__Request__: Rewrite every one of the records below as a Markdown table with two columns, Row and Record line. Each non-blank line gets its own numbered row, and blank lines are left out.

__Raw data__:
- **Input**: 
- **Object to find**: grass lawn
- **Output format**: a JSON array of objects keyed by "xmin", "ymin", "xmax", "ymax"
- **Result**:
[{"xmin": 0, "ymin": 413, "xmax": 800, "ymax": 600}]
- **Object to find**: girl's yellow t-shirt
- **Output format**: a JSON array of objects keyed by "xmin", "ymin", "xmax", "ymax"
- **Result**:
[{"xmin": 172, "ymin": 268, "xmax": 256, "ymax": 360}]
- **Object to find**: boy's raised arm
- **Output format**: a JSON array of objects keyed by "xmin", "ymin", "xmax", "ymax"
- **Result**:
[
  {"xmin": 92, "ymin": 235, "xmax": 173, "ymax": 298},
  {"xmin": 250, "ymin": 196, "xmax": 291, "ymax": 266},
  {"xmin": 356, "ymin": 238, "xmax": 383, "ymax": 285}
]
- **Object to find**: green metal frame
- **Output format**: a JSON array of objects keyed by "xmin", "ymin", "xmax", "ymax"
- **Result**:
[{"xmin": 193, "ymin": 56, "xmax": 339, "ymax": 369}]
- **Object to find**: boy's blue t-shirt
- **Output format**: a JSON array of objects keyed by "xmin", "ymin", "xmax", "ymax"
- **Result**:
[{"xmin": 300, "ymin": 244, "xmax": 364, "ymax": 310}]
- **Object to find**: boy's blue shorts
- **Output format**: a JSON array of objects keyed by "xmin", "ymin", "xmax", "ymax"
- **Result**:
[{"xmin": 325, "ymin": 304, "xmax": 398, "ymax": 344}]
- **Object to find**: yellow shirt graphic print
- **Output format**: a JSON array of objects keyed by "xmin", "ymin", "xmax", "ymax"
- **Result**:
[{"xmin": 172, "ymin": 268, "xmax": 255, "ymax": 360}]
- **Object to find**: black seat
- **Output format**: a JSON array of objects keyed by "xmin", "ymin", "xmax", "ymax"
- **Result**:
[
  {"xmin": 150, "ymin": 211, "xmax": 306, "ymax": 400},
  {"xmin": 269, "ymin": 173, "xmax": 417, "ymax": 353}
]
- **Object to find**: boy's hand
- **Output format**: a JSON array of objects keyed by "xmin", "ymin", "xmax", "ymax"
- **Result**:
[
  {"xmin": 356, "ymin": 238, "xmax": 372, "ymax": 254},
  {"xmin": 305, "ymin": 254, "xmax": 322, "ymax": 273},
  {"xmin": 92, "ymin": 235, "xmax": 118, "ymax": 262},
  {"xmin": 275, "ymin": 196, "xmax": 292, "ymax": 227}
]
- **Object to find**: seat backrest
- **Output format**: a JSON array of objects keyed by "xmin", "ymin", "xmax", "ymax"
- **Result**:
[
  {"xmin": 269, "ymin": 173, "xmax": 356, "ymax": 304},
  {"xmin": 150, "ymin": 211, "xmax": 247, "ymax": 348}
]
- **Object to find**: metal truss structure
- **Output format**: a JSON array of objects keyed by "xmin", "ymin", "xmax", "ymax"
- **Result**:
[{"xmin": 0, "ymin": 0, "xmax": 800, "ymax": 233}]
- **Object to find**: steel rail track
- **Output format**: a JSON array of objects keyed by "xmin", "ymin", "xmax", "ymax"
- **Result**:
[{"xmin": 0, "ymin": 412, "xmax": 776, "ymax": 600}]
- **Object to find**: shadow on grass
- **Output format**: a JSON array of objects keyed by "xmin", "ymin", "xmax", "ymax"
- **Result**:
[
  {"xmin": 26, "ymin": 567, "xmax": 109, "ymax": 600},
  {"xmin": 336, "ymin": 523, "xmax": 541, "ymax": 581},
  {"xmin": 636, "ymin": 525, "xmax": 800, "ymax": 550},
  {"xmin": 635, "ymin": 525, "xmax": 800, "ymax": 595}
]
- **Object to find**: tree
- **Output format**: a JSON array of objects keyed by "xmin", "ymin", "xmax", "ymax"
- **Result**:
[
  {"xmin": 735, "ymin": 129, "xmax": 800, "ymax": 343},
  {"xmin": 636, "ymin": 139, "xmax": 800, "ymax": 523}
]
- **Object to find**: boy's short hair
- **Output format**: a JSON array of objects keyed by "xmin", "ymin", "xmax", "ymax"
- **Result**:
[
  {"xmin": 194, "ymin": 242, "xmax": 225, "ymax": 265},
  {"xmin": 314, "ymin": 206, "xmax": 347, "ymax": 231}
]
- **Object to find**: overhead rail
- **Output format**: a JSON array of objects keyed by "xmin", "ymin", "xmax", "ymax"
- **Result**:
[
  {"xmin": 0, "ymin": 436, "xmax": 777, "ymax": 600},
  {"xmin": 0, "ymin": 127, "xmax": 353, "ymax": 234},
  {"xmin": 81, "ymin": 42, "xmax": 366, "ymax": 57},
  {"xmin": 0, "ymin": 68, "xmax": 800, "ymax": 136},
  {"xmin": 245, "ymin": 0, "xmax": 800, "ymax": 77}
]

__Correct response__:
| Row | Record line |
|---|---|
| 1 | - **Input**:  |
| 2 | - **Object to find**: grass lawn |
| 3 | - **Output format**: a JSON array of objects keyed by "xmin", "ymin", "xmax", "ymax" |
| 4 | - **Result**: |
| 5 | [{"xmin": 0, "ymin": 413, "xmax": 800, "ymax": 600}] |
| 6 | - **Object to find**: girl's yellow t-shirt |
| 7 | - **Output format**: a JSON array of objects keyed by "xmin", "ymin", "xmax", "ymax" |
| 8 | - **Result**: |
| 9 | [{"xmin": 172, "ymin": 268, "xmax": 256, "ymax": 360}] |
| 10 | - **Object to find**: boy's raised arm |
| 11 | - **Output format**: a JSON array of objects keyed by "xmin", "ymin", "xmax", "ymax" |
| 12 | - **Result**: |
| 13 | [ |
| 14 |   {"xmin": 92, "ymin": 235, "xmax": 173, "ymax": 298}, |
| 15 |   {"xmin": 250, "ymin": 196, "xmax": 291, "ymax": 266}, |
| 16 |   {"xmin": 356, "ymin": 238, "xmax": 383, "ymax": 285} |
| 17 | ] |
| 18 | - **Object to find**: green metal frame |
| 19 | - **Output format**: a JSON array of objects keyed by "xmin", "ymin", "xmax", "ymax" |
| 20 | - **Result**: |
| 21 | [{"xmin": 193, "ymin": 56, "xmax": 339, "ymax": 369}] |
| 22 | - **Object to find**: boy's blue t-shirt |
| 23 | - **Output format**: a JSON array of objects keyed by "xmin", "ymin", "xmax", "ymax" |
| 24 | - **Result**: |
| 25 | [{"xmin": 300, "ymin": 244, "xmax": 364, "ymax": 310}] |
| 26 | - **Object to find**: boy's blue shorts |
| 27 | - **Output format**: a JSON array of objects keyed by "xmin", "ymin", "xmax", "ymax" |
| 28 | - **Result**: |
| 29 | [{"xmin": 325, "ymin": 304, "xmax": 398, "ymax": 344}] |
| 30 | - **Object to find**: yellow shirt graphic print |
| 31 | - **Output format**: a JSON array of objects keyed by "xmin", "ymin", "xmax", "ymax" |
| 32 | - **Result**: |
| 33 | [{"xmin": 172, "ymin": 268, "xmax": 255, "ymax": 360}] |
| 34 | - **Object to find**: black seat |
| 35 | - **Output format**: a JSON array of objects keyed by "xmin", "ymin", "xmax", "ymax" |
| 36 | - **Result**: |
| 37 | [ |
| 38 |   {"xmin": 150, "ymin": 211, "xmax": 306, "ymax": 400}, |
| 39 |   {"xmin": 269, "ymin": 173, "xmax": 417, "ymax": 353} |
| 40 | ] |
| 41 | - **Object to find**: boy's hand |
| 42 | - **Output format**: a JSON array of objects keyed by "xmin", "ymin", "xmax", "ymax" |
| 43 | - **Result**: |
| 44 | [ |
| 45 |   {"xmin": 356, "ymin": 238, "xmax": 372, "ymax": 254}, |
| 46 |   {"xmin": 305, "ymin": 254, "xmax": 322, "ymax": 273}, |
| 47 |   {"xmin": 92, "ymin": 235, "xmax": 118, "ymax": 262}, |
| 48 |   {"xmin": 275, "ymin": 196, "xmax": 292, "ymax": 227} |
| 49 | ] |
| 50 | - **Object to find**: seat backrest |
| 51 | - **Output format**: a JSON array of objects keyed by "xmin", "ymin", "xmax", "ymax" |
| 52 | - **Result**: |
| 53 | [ |
| 54 |   {"xmin": 269, "ymin": 173, "xmax": 356, "ymax": 304}, |
| 55 |   {"xmin": 150, "ymin": 211, "xmax": 247, "ymax": 348} |
| 56 | ] |
| 57 | - **Object to find**: metal truss structure |
| 58 | - **Output format**: a JSON array of objects keyed by "xmin", "ymin", "xmax", "ymax" |
| 59 | - **Result**: |
| 60 | [{"xmin": 0, "ymin": 0, "xmax": 800, "ymax": 233}] |
| 61 | - **Object to find**: steel rail track |
| 62 | - **Output format**: a JSON array of objects keyed by "xmin", "ymin", "xmax", "ymax" |
| 63 | - **Result**: |
| 64 | [{"xmin": 0, "ymin": 412, "xmax": 776, "ymax": 600}] |
| 65 | - **Object to find**: shadow on grass |
| 66 | - **Output format**: a JSON array of objects keyed by "xmin", "ymin", "xmax", "ymax" |
| 67 | - **Result**: |
| 68 | [ |
| 69 |   {"xmin": 26, "ymin": 567, "xmax": 109, "ymax": 600}, |
| 70 |   {"xmin": 336, "ymin": 523, "xmax": 541, "ymax": 581}, |
| 71 |   {"xmin": 636, "ymin": 525, "xmax": 800, "ymax": 550}, |
| 72 |   {"xmin": 635, "ymin": 525, "xmax": 800, "ymax": 595} |
| 73 | ] |
| 74 | - **Object to find**: tree |
| 75 | - **Output format**: a JSON array of objects keyed by "xmin", "ymin", "xmax", "ymax" |
| 76 | - **Result**: |
| 77 | [ |
| 78 |   {"xmin": 735, "ymin": 129, "xmax": 800, "ymax": 343}, |
| 79 |   {"xmin": 636, "ymin": 139, "xmax": 800, "ymax": 523} |
| 80 | ] |
| 81 | - **Object to find**: boy's short hair |
| 82 | - **Output format**: a JSON array of objects keyed by "xmin", "ymin", "xmax", "ymax" |
| 83 | - **Result**: |
| 84 | [ |
| 85 |   {"xmin": 194, "ymin": 242, "xmax": 225, "ymax": 265}, |
| 86 |   {"xmin": 314, "ymin": 206, "xmax": 347, "ymax": 231} |
| 87 | ] |
| 88 | - **Object to find**: overhead rail |
| 89 | - **Output format**: a JSON array of objects keyed by "xmin", "ymin", "xmax", "ymax" |
| 90 | - **Result**: |
| 91 | [ |
| 92 |   {"xmin": 0, "ymin": 436, "xmax": 777, "ymax": 600}, |
| 93 |   {"xmin": 0, "ymin": 127, "xmax": 353, "ymax": 234}, |
| 94 |   {"xmin": 81, "ymin": 42, "xmax": 366, "ymax": 57}, |
| 95 |   {"xmin": 0, "ymin": 68, "xmax": 800, "ymax": 136}, |
| 96 |   {"xmin": 245, "ymin": 0, "xmax": 800, "ymax": 77} |
| 97 | ] |